- _Instructions to follow_:
Can you copy, word for word, the stretch of the data below that starts with the line containing "Note to the class: locate the shoreline" and ends with the line containing "<point>115,36</point>", including both of those lines?

***** Records for this task

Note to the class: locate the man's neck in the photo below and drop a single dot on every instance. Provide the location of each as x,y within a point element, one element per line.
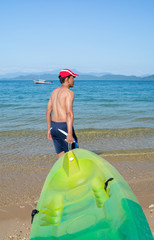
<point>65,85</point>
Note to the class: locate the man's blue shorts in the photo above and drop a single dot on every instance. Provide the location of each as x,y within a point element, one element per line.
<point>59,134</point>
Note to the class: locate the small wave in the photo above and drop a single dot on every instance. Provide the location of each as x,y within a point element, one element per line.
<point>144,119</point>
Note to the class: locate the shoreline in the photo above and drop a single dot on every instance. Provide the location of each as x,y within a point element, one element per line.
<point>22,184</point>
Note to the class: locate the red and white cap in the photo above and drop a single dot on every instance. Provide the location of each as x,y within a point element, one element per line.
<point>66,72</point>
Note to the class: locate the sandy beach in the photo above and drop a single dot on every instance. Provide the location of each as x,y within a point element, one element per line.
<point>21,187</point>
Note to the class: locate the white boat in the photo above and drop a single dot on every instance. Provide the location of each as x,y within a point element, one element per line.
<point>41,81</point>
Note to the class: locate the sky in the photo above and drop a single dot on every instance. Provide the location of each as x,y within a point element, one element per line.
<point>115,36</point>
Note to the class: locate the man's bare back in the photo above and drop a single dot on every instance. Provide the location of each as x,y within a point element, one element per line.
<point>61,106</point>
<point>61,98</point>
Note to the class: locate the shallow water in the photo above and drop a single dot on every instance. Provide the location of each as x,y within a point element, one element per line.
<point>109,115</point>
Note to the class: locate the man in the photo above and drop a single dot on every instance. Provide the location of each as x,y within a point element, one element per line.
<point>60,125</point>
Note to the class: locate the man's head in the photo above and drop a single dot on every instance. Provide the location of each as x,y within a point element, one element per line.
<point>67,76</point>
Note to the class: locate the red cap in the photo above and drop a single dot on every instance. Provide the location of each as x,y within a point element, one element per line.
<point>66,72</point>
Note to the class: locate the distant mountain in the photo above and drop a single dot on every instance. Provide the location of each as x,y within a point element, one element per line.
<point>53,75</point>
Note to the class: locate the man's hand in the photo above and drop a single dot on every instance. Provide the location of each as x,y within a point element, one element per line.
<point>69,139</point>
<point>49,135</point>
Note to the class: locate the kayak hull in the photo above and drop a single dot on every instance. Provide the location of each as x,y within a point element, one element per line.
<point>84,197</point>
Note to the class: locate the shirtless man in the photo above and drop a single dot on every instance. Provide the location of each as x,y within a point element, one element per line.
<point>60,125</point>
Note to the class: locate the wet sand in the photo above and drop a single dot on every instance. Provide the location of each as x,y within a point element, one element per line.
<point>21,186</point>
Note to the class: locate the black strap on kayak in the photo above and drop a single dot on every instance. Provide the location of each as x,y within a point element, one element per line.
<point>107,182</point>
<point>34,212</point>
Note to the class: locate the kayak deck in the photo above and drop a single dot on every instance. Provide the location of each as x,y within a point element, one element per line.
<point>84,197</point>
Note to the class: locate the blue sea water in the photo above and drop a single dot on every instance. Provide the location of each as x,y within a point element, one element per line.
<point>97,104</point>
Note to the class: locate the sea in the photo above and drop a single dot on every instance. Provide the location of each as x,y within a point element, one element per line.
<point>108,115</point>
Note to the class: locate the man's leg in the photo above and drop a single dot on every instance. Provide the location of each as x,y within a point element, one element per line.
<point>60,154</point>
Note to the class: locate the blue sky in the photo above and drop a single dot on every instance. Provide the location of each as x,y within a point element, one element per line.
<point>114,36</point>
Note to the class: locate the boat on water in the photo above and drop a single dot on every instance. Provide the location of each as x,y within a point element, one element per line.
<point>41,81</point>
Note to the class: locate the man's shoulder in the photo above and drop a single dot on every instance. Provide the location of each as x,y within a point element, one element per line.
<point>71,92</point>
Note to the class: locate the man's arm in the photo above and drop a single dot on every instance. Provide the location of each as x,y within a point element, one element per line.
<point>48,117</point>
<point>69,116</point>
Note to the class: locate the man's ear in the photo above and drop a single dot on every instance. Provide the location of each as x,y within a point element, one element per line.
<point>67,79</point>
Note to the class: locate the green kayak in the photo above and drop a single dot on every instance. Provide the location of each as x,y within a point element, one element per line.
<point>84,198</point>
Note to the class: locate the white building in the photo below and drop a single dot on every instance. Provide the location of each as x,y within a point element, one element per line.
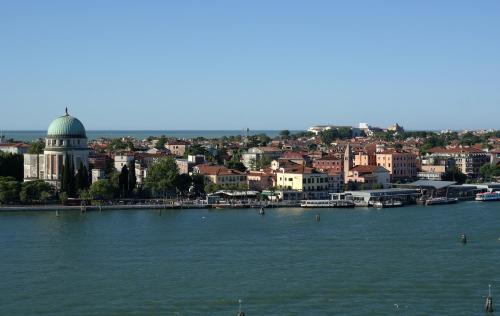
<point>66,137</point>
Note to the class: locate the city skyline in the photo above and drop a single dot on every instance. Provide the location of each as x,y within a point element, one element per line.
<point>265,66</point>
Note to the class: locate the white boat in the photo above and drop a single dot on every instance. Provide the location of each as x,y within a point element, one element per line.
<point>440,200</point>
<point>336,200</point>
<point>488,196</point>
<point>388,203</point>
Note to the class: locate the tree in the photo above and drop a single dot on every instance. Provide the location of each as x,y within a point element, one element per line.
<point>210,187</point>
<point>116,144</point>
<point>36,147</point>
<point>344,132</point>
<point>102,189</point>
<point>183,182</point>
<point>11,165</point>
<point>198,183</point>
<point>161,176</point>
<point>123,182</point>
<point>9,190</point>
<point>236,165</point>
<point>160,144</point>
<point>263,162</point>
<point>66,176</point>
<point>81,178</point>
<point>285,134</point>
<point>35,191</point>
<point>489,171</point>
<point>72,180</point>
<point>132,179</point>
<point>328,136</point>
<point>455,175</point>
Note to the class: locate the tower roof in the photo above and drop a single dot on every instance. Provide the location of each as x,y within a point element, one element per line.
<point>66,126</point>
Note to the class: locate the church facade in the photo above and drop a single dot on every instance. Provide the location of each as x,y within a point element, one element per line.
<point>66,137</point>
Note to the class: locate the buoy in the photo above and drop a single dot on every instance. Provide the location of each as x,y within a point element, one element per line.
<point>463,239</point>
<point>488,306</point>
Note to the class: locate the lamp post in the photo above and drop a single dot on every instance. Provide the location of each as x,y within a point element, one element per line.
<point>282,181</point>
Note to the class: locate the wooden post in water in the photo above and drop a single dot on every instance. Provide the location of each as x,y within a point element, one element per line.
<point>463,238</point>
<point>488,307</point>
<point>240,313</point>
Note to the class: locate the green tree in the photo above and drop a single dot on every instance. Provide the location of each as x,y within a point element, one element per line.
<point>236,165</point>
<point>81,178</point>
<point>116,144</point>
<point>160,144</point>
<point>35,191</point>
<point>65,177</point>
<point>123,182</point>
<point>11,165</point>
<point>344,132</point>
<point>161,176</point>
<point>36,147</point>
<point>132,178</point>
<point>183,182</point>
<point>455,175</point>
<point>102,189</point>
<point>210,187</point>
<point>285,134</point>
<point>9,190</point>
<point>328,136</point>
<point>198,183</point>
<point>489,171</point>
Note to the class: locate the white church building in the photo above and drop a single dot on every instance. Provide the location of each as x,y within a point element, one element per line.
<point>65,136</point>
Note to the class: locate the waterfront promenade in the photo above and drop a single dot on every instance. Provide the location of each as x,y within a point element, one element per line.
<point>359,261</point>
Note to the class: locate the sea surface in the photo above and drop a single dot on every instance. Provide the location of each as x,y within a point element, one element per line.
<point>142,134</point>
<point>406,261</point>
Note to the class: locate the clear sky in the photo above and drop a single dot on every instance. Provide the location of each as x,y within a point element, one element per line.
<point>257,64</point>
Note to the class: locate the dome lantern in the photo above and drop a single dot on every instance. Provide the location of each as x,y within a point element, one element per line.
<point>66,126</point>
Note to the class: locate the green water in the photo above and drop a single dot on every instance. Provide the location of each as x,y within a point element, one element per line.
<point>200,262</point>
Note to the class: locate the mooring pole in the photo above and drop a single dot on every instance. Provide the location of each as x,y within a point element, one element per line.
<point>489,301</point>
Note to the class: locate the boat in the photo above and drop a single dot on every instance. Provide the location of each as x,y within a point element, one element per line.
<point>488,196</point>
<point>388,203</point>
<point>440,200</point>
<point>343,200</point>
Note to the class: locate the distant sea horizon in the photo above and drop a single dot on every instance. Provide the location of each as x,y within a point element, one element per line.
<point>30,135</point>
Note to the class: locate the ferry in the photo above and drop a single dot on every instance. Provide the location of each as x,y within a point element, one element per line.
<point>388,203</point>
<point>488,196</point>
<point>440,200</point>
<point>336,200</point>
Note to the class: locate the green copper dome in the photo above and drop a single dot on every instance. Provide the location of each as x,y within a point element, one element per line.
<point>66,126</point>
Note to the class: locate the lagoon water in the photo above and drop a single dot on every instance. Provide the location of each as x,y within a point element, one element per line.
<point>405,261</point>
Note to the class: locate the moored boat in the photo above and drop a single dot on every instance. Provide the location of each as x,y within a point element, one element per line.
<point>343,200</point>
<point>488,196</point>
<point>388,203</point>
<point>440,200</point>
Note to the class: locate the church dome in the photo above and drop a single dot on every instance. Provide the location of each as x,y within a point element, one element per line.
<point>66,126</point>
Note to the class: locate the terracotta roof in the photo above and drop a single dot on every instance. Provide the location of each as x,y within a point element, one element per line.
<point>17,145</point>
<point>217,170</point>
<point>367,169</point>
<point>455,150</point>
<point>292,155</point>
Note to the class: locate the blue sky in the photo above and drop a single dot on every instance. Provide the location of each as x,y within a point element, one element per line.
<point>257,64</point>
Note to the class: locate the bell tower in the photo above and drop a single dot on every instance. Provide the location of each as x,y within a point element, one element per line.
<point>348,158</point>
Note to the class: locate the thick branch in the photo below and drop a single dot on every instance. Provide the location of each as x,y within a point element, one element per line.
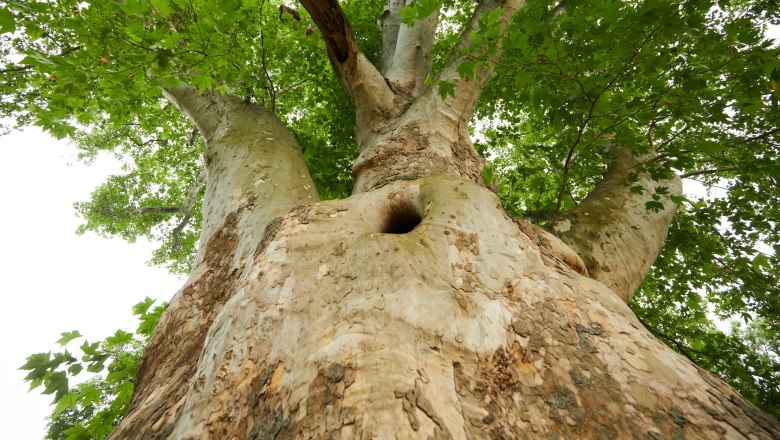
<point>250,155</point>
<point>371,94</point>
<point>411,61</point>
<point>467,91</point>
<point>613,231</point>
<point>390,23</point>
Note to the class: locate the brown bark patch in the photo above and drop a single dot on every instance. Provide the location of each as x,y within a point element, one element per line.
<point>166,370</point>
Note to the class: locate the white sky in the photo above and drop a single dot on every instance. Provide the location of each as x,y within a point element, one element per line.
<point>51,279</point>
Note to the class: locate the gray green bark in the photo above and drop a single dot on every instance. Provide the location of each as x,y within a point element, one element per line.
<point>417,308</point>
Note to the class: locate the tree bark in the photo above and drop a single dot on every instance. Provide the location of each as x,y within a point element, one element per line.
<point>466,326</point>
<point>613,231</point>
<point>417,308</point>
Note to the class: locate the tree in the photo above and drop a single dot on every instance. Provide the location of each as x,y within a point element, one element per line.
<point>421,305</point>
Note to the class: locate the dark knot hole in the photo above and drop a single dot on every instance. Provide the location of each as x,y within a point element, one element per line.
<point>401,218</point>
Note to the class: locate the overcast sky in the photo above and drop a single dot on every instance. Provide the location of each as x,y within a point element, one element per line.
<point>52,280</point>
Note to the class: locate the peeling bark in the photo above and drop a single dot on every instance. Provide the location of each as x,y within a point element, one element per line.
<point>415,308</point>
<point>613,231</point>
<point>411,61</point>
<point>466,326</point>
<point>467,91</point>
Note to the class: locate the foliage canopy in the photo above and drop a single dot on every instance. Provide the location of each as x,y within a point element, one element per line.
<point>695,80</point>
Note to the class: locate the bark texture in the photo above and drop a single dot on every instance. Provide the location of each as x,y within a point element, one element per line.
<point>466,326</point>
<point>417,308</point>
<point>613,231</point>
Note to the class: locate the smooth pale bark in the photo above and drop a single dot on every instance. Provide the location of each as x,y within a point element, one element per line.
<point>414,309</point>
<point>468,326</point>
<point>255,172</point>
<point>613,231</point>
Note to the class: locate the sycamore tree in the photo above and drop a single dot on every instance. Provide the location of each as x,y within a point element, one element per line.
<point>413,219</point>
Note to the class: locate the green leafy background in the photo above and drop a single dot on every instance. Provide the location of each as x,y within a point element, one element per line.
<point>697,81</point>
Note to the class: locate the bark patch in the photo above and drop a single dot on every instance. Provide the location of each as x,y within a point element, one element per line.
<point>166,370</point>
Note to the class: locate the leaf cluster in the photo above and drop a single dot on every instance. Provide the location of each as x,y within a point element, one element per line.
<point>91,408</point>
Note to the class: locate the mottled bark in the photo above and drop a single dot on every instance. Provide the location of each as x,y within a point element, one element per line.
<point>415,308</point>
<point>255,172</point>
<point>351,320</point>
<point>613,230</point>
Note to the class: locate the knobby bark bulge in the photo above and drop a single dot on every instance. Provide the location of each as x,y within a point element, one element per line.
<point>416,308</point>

**********

- _Worked solution_:
Note to the class: locate the shoreline in the photo above and drop a single dot on every instance. Provide the location of each as x,y within a point element, one element per line.
<point>22,184</point>
Note to the class: locate the red and white cap in the photo above and drop a single dot on every instance. Provide the location of each as x,y within a point element, one element per line.
<point>66,72</point>
Note to the class: locate the sandy beach in the photo above and drop a single dot on every instance. Provide the location of each as x,y within a point element, one element per line.
<point>21,187</point>
Note to the class: locate the white boat in the photo above and drop a single dot on every instance. Provide the location of each as x,y within a point element, one element per line.
<point>41,81</point>
Note to the class: locate the sky in the photo above and drop a single dot on every instance. Provide the location of each as x,y within a point element, one element per line.
<point>115,36</point>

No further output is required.